The listing below must be repeated word for word, with its images excluded.

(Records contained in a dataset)
== == ==

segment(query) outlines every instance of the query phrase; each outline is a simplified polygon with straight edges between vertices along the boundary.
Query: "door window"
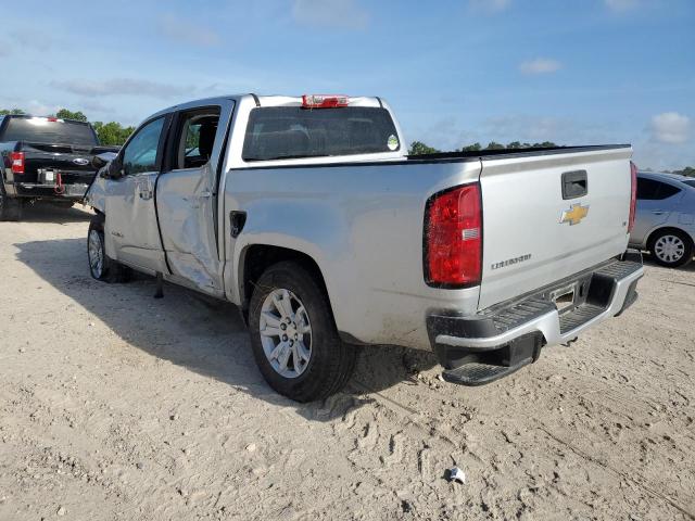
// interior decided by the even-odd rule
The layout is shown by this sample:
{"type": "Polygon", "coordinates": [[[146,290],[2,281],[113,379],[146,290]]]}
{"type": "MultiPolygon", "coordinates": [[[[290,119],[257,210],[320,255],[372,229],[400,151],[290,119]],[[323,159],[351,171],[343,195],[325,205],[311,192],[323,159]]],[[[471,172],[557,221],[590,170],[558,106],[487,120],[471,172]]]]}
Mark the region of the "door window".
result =
{"type": "Polygon", "coordinates": [[[210,107],[181,114],[174,169],[199,168],[213,153],[219,107],[210,107]]]}
{"type": "Polygon", "coordinates": [[[164,117],[140,128],[123,151],[123,169],[126,176],[156,170],[157,151],[164,117]]]}

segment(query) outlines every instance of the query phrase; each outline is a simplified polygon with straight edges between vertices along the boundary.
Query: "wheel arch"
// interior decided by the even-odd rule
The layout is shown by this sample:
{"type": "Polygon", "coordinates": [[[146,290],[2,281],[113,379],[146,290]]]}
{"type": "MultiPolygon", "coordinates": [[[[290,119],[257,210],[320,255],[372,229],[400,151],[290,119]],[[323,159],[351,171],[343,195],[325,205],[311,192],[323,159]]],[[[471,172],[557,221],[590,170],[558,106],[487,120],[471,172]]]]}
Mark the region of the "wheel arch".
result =
{"type": "Polygon", "coordinates": [[[244,323],[247,326],[249,323],[249,303],[253,294],[254,284],[266,269],[281,262],[294,262],[315,278],[328,300],[329,310],[332,316],[330,294],[328,293],[324,274],[318,263],[311,255],[290,247],[256,243],[247,245],[239,256],[237,280],[239,281],[240,309],[244,323]]]}
{"type": "Polygon", "coordinates": [[[693,241],[693,238],[691,237],[691,234],[687,231],[685,231],[685,230],[683,230],[681,228],[678,228],[675,226],[661,226],[659,228],[656,228],[656,229],[652,230],[649,232],[649,234],[647,236],[647,240],[645,241],[645,245],[647,246],[647,249],[652,250],[652,245],[653,245],[654,240],[656,240],[656,238],[659,234],[661,234],[664,232],[668,232],[668,231],[677,232],[679,236],[684,236],[685,239],[690,241],[691,247],[695,246],[695,242],[693,241]]]}

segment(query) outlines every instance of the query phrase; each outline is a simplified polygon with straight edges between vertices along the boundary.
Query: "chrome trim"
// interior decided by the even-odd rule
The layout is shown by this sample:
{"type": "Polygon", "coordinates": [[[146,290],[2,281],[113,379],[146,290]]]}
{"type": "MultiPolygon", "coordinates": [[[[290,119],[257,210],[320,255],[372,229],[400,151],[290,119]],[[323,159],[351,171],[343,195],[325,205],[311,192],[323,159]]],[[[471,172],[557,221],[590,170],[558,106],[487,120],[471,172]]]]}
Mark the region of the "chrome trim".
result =
{"type": "Polygon", "coordinates": [[[564,344],[566,342],[569,342],[570,340],[576,339],[577,335],[583,330],[589,329],[590,327],[618,314],[626,303],[630,285],[635,280],[639,280],[643,275],[644,268],[640,268],[626,278],[620,279],[616,283],[616,289],[614,291],[614,296],[610,301],[610,304],[601,315],[592,318],[591,320],[587,320],[581,326],[564,334],[560,333],[559,314],[557,313],[557,310],[553,310],[495,336],[466,339],[460,336],[452,336],[448,334],[439,334],[437,335],[434,341],[438,344],[450,345],[453,347],[469,347],[473,350],[478,348],[480,351],[489,351],[491,348],[502,346],[508,342],[511,342],[513,340],[518,339],[519,336],[522,336],[527,333],[539,331],[543,333],[543,336],[545,336],[546,346],[564,344]]]}

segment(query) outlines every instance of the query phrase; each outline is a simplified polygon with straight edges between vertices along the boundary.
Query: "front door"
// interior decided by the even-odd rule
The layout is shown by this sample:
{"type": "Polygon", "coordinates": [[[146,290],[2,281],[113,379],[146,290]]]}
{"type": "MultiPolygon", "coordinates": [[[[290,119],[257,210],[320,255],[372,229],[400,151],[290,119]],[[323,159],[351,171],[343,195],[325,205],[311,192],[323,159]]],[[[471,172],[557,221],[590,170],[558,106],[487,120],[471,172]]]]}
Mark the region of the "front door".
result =
{"type": "Polygon", "coordinates": [[[119,155],[122,177],[110,182],[104,234],[115,258],[143,271],[166,271],[154,207],[167,116],[140,127],[119,155]]]}
{"type": "Polygon", "coordinates": [[[224,295],[217,247],[217,178],[233,103],[180,112],[157,186],[162,243],[172,278],[224,295]]]}

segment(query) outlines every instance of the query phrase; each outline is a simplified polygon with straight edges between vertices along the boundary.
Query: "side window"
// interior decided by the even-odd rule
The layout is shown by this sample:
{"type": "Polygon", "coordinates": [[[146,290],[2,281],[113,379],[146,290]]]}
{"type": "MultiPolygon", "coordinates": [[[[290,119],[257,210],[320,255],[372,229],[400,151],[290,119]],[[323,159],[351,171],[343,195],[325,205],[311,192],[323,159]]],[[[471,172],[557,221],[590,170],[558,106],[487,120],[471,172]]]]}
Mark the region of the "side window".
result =
{"type": "Polygon", "coordinates": [[[647,201],[660,201],[671,198],[681,190],[666,182],[654,179],[637,178],[637,199],[647,201]]]}
{"type": "Polygon", "coordinates": [[[644,177],[637,178],[637,199],[652,201],[657,199],[657,192],[659,190],[659,182],[646,179],[644,177]]]}
{"type": "Polygon", "coordinates": [[[172,161],[174,169],[199,168],[211,158],[217,123],[219,122],[219,107],[199,109],[182,113],[179,118],[176,154],[172,161]]]}
{"type": "Polygon", "coordinates": [[[680,188],[677,188],[673,185],[667,185],[666,182],[660,182],[659,185],[660,186],[657,199],[668,199],[681,191],[680,188]]]}
{"type": "Polygon", "coordinates": [[[154,119],[140,128],[123,151],[123,169],[126,176],[153,171],[160,147],[164,117],[154,119]]]}

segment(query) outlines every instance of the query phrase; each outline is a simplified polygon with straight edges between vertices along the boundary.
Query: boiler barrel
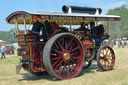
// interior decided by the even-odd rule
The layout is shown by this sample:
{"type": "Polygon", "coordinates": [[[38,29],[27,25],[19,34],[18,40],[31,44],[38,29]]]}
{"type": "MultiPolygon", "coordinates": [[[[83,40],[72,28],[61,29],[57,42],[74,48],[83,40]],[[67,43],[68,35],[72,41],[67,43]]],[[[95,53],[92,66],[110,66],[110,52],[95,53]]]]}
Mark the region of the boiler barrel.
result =
{"type": "Polygon", "coordinates": [[[95,14],[96,11],[99,11],[99,14],[101,14],[102,9],[101,8],[90,8],[90,7],[79,7],[79,6],[66,6],[64,5],[62,7],[62,11],[64,13],[68,13],[71,8],[71,12],[75,13],[89,13],[89,14],[95,14]]]}

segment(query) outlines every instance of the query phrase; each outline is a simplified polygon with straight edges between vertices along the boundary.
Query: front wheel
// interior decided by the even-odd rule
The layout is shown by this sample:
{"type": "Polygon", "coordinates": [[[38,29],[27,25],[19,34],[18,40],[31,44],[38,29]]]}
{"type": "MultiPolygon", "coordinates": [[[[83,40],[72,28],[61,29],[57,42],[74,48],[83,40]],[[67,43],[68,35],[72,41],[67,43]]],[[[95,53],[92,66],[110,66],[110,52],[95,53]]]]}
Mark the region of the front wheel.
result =
{"type": "Polygon", "coordinates": [[[97,64],[102,71],[113,69],[115,64],[115,53],[110,46],[104,45],[99,48],[97,52],[97,64]]]}
{"type": "Polygon", "coordinates": [[[46,71],[58,79],[77,76],[84,63],[81,42],[71,33],[56,34],[45,44],[43,63],[46,71]]]}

== == ==

◆ EXERCISE ANSWER:
segment(query) outlines every instance of the query phrase; each outline is a simplified polygon with straight edges between vertices along the boundary.
Query: "door window"
// interior decided by the even-odd rule
The layout is shown by this sample:
{"type": "Polygon", "coordinates": [[[146,290],[2,281],[113,379],[146,290]]]}
{"type": "MultiPolygon", "coordinates": [[[[290,119],[257,210],[320,255],[372,229],[400,151],[290,119]],[[323,159],[351,171],[343,195],[325,205],[311,192],[323,159]]],[[[471,172],[557,221],[590,170],[558,106],[487,120],[471,172]]]]}
Mark the region of the "door window".
result =
{"type": "Polygon", "coordinates": [[[210,107],[181,114],[174,169],[199,168],[213,153],[219,107],[210,107]]]}
{"type": "Polygon", "coordinates": [[[164,117],[140,128],[123,151],[123,169],[126,176],[156,170],[157,151],[164,117]]]}

segment(query) outlines every instance of the query phrase; each outline is a simplified polygon with straight edges between vertices along the boundary.
Query: "wheel arch"
// interior decided by the even-odd rule
The layout is shown by this sample:
{"type": "Polygon", "coordinates": [[[146,290],[2,281],[113,379],[146,290]]]}
{"type": "MultiPolygon", "coordinates": [[[[290,119],[257,210],[320,255],[372,229],[400,151],[290,119]],[[323,159],[351,171],[343,195],[325,205],[311,192],[323,159]]],[[[471,172],[557,221],[590,170],[558,106],[487,120],[471,172]]]]}
Mark the region of the "wheel arch".
result =
{"type": "Polygon", "coordinates": [[[244,323],[247,326],[249,323],[249,303],[253,294],[254,284],[266,269],[281,262],[294,262],[315,278],[328,300],[329,310],[332,316],[330,294],[328,293],[324,274],[318,263],[311,255],[290,247],[256,243],[247,245],[239,256],[237,280],[239,281],[240,309],[244,323]]]}
{"type": "Polygon", "coordinates": [[[693,241],[693,238],[691,237],[691,234],[687,231],[685,231],[685,230],[683,230],[681,228],[678,228],[675,226],[661,226],[659,228],[656,228],[656,229],[652,230],[649,232],[649,234],[647,236],[647,240],[645,241],[645,245],[647,246],[647,249],[652,250],[652,245],[653,245],[654,240],[656,240],[656,238],[659,234],[661,234],[664,232],[668,232],[668,231],[677,232],[679,236],[684,236],[685,239],[690,241],[691,247],[695,246],[695,242],[693,241]]]}

segment(query) outlines every instance of the query phrase; each outline is a simplified polygon with straight edges between vertices along the boundary.
Query: "chrome trim"
// interior decided by the even-odd rule
The layout is shown by this sample:
{"type": "Polygon", "coordinates": [[[146,290],[2,281],[113,379],[146,290]]]}
{"type": "MultiPolygon", "coordinates": [[[[290,119],[257,210],[320,255],[372,229],[400,151],[290,119]],[[323,159],[351,171],[343,195],[325,205],[311,192],[323,159]]],[[[471,172],[557,221],[590,170],[558,106],[487,120],[471,172]]]]}
Mark the region of the "chrome trim".
result =
{"type": "Polygon", "coordinates": [[[564,344],[566,342],[569,342],[570,340],[576,339],[577,335],[583,330],[589,329],[590,327],[618,314],[626,303],[630,285],[635,280],[639,280],[643,275],[644,268],[640,268],[626,278],[620,279],[616,283],[616,289],[614,291],[614,296],[610,301],[610,304],[601,315],[592,318],[591,320],[587,320],[581,326],[564,334],[560,333],[559,314],[557,313],[557,310],[553,310],[495,336],[466,339],[460,336],[452,336],[448,334],[439,334],[437,335],[434,341],[438,344],[450,345],[453,347],[469,347],[473,350],[478,348],[480,351],[489,351],[491,348],[502,346],[508,342],[511,342],[513,340],[518,339],[519,336],[522,336],[527,333],[539,331],[543,333],[543,336],[545,336],[546,346],[564,344]]]}

segment(query) outlines every instance of the query phrase; each outline is a simplified polygon with straight edges between vertices along the boundary.
Query: "front door"
// interior decided by the even-odd rule
The layout is shown by this sample:
{"type": "Polygon", "coordinates": [[[146,290],[2,281],[113,379],[146,290]]]}
{"type": "MultiPolygon", "coordinates": [[[[290,119],[257,210],[320,255],[372,229],[400,151],[290,119]],[[323,159],[351,171],[343,195],[325,205],[311,192],[323,159]]],[[[471,172],[557,221],[590,170],[558,106],[487,120],[471,172]]]]}
Mark the region of the "front door".
result =
{"type": "Polygon", "coordinates": [[[119,155],[122,177],[110,182],[104,234],[115,258],[143,271],[166,271],[154,207],[167,116],[140,127],[119,155]]]}
{"type": "Polygon", "coordinates": [[[224,295],[217,247],[217,178],[233,103],[180,112],[157,186],[162,243],[172,278],[224,295]]]}

segment(query) outlines every instance of the query phrase; each outline is a simplified polygon with straight edges between vertices along the boundary.
Query: "side window"
// interior decided by the even-odd rule
The layout is shown by this sample:
{"type": "Polygon", "coordinates": [[[146,290],[2,281],[113,379],[146,290]]]}
{"type": "MultiPolygon", "coordinates": [[[[290,119],[257,210],[320,255],[372,229],[400,151],[290,119]],[[323,159],[351,171],[343,195],[325,205],[311,192],[323,159]]],[[[471,172],[557,221],[590,170],[558,106],[487,120],[471,172]]]]}
Mark the region of the "side window".
result =
{"type": "Polygon", "coordinates": [[[647,201],[660,201],[671,198],[681,190],[666,182],[654,179],[637,178],[637,199],[647,201]]]}
{"type": "Polygon", "coordinates": [[[644,177],[637,178],[637,199],[652,201],[657,199],[657,192],[659,190],[659,182],[646,179],[644,177]]]}
{"type": "Polygon", "coordinates": [[[172,161],[174,169],[199,168],[211,158],[217,123],[219,122],[219,107],[199,109],[182,113],[179,118],[176,154],[172,161]]]}
{"type": "Polygon", "coordinates": [[[680,188],[677,188],[673,185],[667,185],[666,182],[660,182],[659,185],[660,186],[657,199],[668,199],[681,191],[680,188]]]}
{"type": "Polygon", "coordinates": [[[154,119],[140,128],[123,151],[123,169],[126,176],[153,171],[160,147],[164,117],[154,119]]]}

segment(query) outlines every instance of the query phrase; each outline is a simplified polygon with straight edges between vertices along the boundary.
Query: boiler barrel
// interior decided by the even-odd rule
The layout is shown by this sample:
{"type": "Polygon", "coordinates": [[[38,29],[27,25],[19,34],[18,40],[31,44],[38,29]]]}
{"type": "MultiPolygon", "coordinates": [[[[83,40],[72,28],[61,29],[57,42],[74,48],[83,40]],[[67,43],[68,35],[72,41],[67,43]]],[[[95,53],[92,66],[110,66],[110,52],[95,53]]]]}
Mark the region of the boiler barrel.
result =
{"type": "Polygon", "coordinates": [[[95,14],[96,11],[99,11],[99,14],[101,14],[102,9],[101,8],[90,8],[90,7],[79,7],[79,6],[66,6],[64,5],[62,7],[62,11],[64,13],[68,13],[71,8],[71,12],[75,13],[89,13],[89,14],[95,14]]]}

segment(query) outlines every instance of the query phrase; each outline is a simplified polygon with straight edges between vertices along the boundary.
Query: front wheel
// interior decided by the even-odd rule
The layout is shown by this sample:
{"type": "Polygon", "coordinates": [[[38,29],[27,25],[19,34],[18,40],[31,44],[38,29]]]}
{"type": "MultiPolygon", "coordinates": [[[[83,40],[72,28],[61,29],[57,42],[74,48],[83,40]],[[67,43],[68,35],[72,41],[67,43]]],[[[95,53],[92,66],[110,66],[110,52],[95,53]]]]}
Mark the region of the front wheel.
result =
{"type": "Polygon", "coordinates": [[[97,64],[102,71],[113,69],[115,64],[115,53],[110,46],[104,45],[99,48],[97,52],[97,64]]]}
{"type": "Polygon", "coordinates": [[[46,71],[58,79],[77,76],[84,63],[81,42],[71,33],[56,34],[45,44],[43,63],[46,71]]]}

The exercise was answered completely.